WORKING DATA |
--
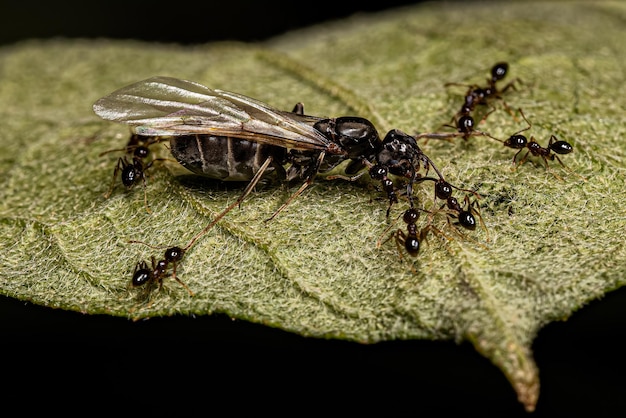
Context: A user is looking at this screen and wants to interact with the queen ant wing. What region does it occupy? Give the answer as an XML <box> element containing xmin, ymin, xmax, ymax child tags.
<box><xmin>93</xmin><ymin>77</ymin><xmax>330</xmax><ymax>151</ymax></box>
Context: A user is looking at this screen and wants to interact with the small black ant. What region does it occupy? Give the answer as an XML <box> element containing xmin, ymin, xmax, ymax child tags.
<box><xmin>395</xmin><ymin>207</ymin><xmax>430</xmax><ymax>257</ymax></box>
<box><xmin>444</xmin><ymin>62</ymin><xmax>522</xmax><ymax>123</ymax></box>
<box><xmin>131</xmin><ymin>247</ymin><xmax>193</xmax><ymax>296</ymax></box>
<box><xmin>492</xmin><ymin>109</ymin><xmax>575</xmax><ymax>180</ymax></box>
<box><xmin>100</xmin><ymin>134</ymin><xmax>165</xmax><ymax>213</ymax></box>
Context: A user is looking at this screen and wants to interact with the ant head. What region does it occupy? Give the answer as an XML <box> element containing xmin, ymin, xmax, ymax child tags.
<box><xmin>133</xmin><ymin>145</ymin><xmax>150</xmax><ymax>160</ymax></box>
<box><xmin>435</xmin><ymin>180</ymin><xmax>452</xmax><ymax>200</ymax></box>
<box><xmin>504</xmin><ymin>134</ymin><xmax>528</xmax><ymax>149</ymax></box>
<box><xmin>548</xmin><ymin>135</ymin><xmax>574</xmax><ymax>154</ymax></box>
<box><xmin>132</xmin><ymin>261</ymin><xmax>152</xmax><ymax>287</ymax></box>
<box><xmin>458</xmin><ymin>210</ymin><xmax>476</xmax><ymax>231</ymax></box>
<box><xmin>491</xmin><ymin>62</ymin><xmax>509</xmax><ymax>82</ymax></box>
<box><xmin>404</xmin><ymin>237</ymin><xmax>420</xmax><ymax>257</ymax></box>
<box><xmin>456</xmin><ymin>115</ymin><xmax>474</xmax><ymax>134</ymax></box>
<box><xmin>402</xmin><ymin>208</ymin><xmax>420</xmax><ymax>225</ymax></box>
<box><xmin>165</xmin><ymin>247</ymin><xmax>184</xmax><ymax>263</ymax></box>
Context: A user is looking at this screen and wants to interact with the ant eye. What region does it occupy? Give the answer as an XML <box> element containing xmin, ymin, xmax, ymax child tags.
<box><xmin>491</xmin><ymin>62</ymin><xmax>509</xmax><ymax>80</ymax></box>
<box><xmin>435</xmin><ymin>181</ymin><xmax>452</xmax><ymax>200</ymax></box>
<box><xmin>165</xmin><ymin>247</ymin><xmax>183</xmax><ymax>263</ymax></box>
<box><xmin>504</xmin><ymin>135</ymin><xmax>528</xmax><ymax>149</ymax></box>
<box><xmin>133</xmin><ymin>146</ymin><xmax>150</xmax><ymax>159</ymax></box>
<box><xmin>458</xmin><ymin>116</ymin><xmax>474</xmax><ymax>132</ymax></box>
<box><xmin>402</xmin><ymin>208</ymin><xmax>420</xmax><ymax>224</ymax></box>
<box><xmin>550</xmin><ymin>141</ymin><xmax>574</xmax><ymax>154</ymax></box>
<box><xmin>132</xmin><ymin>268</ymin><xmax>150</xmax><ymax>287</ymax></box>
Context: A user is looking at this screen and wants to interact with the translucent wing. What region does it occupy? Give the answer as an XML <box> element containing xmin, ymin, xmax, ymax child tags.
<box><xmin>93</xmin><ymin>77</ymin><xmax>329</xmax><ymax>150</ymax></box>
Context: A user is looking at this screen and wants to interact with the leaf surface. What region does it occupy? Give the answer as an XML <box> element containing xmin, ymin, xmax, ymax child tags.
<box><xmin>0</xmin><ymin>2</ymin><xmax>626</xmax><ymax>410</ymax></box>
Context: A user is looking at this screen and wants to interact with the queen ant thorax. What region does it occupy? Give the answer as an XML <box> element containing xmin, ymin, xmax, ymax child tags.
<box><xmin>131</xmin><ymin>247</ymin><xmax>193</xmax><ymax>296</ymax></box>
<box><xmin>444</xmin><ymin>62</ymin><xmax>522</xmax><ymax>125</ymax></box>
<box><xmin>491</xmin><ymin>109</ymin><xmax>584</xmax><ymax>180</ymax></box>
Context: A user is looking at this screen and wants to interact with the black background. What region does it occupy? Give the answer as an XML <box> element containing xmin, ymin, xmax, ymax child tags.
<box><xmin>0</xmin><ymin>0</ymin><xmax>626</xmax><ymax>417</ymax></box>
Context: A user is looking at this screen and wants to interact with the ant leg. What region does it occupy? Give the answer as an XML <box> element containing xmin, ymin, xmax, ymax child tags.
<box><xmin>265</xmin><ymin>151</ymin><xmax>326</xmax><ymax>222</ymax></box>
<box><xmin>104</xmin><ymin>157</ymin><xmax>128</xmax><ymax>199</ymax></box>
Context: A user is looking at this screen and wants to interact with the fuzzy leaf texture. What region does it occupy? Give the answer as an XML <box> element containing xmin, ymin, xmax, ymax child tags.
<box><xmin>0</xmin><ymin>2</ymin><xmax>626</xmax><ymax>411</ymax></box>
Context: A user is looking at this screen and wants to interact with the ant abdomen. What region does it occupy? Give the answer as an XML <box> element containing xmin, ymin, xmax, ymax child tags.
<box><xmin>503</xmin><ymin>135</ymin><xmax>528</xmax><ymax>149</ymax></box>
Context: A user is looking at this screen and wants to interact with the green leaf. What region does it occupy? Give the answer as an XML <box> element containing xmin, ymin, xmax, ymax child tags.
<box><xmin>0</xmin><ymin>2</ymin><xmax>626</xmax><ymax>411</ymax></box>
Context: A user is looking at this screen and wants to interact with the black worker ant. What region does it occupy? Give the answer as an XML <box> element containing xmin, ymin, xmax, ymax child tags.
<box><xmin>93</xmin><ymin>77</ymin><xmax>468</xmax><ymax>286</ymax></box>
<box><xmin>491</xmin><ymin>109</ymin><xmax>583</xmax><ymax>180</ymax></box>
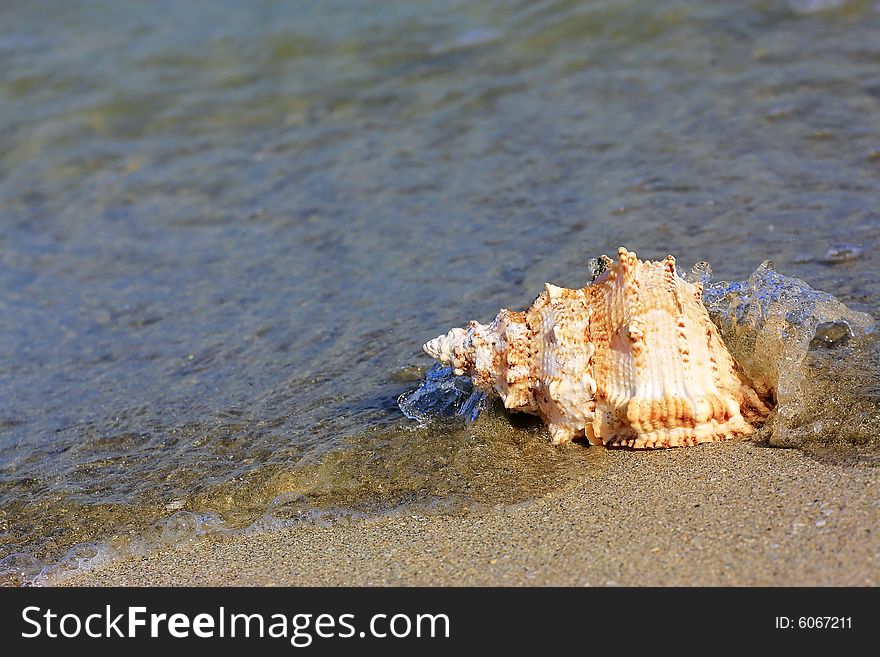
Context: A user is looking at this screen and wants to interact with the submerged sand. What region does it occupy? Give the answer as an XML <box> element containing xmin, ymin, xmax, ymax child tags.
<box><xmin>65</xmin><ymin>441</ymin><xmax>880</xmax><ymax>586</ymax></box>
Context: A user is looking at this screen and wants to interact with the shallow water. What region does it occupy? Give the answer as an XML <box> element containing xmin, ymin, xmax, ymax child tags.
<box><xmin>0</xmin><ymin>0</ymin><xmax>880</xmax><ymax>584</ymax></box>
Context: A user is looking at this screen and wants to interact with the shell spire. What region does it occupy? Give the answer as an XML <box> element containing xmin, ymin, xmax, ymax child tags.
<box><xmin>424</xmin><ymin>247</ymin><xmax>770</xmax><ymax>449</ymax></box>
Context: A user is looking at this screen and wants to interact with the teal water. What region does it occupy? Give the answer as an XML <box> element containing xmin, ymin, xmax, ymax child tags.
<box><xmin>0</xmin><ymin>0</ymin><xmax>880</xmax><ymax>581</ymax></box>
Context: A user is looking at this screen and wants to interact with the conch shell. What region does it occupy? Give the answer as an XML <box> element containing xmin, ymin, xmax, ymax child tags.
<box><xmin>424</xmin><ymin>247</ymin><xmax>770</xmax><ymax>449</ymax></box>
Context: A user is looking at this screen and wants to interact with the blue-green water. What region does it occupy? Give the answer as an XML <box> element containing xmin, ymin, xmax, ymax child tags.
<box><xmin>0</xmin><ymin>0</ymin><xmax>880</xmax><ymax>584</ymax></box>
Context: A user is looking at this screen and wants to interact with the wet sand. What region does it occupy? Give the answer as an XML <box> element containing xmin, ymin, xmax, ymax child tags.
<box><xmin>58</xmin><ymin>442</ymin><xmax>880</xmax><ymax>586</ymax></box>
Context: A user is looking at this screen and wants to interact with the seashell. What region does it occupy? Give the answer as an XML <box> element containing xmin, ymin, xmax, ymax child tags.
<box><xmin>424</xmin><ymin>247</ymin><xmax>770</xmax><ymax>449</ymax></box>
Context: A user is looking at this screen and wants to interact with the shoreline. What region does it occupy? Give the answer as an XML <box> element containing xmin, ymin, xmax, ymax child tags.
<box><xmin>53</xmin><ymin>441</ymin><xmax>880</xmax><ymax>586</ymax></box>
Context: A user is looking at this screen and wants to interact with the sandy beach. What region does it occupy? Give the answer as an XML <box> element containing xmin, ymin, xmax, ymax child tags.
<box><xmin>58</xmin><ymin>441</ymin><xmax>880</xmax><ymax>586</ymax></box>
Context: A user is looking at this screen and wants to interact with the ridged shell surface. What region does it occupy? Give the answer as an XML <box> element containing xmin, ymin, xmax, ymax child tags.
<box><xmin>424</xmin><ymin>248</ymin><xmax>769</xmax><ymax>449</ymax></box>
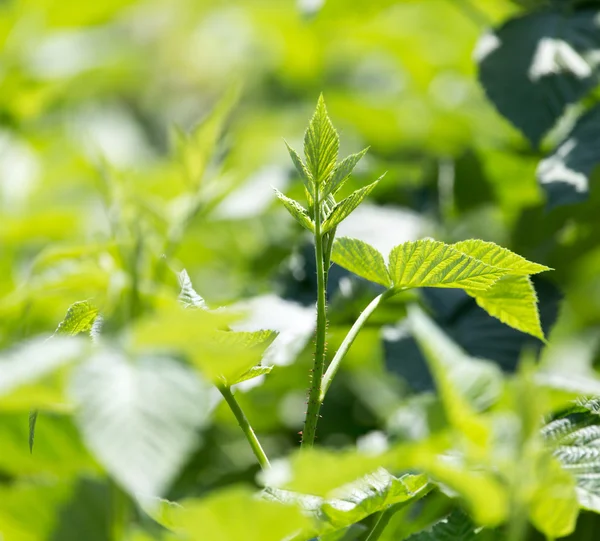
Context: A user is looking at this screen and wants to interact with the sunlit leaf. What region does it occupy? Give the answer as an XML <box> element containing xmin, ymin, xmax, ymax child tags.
--
YOUR GOAL |
Put the part of the material that opens with the line containing "with the wet" and closes at the end of the material into a numbered list, leaving out blank lines and pictures.

THE SOLUTION |
1. Context: A user is looking at this screen and wants to interact with the wet sand. What region does it occupy? Give the answer as an XML <box> element containing xmin, ymin, xmax, ymax child tags.
2. <box><xmin>58</xmin><ymin>442</ymin><xmax>880</xmax><ymax>586</ymax></box>
3. Context: A user is looking at this screen and wants to interact with the seashell. What region does it occupy? Give the answer as an XML <box> element containing xmin, ymin, xmax, ymax child tags.
4. <box><xmin>424</xmin><ymin>247</ymin><xmax>770</xmax><ymax>449</ymax></box>
5. Context: A user is looking at this screen and wants to interact with the shoreline. What region does it occupy? Give the answer as an XML <box> element containing xmin, ymin, xmax, ymax child tags.
6. <box><xmin>53</xmin><ymin>441</ymin><xmax>880</xmax><ymax>586</ymax></box>
7. Context: A user is looking at this screen and wants to interact with the sandy beach. What region does it occupy? Give the answer as an XML <box> element containing xmin, ymin, xmax, ymax child tags.
8. <box><xmin>58</xmin><ymin>441</ymin><xmax>880</xmax><ymax>586</ymax></box>
9. Context: A user is looking at this screen and wants to interact with the ridged shell surface. What region does it occupy? Give the answer as an XML <box> element containing xmin, ymin, xmax, ymax child tags.
10. <box><xmin>424</xmin><ymin>248</ymin><xmax>769</xmax><ymax>449</ymax></box>
11. Context: A user is looking at this screen and wants to interact with the sunlit leaf. What region does it occupy? Give the answer as an XML <box> element containing xmin, ymin, xmax, ymax child tags.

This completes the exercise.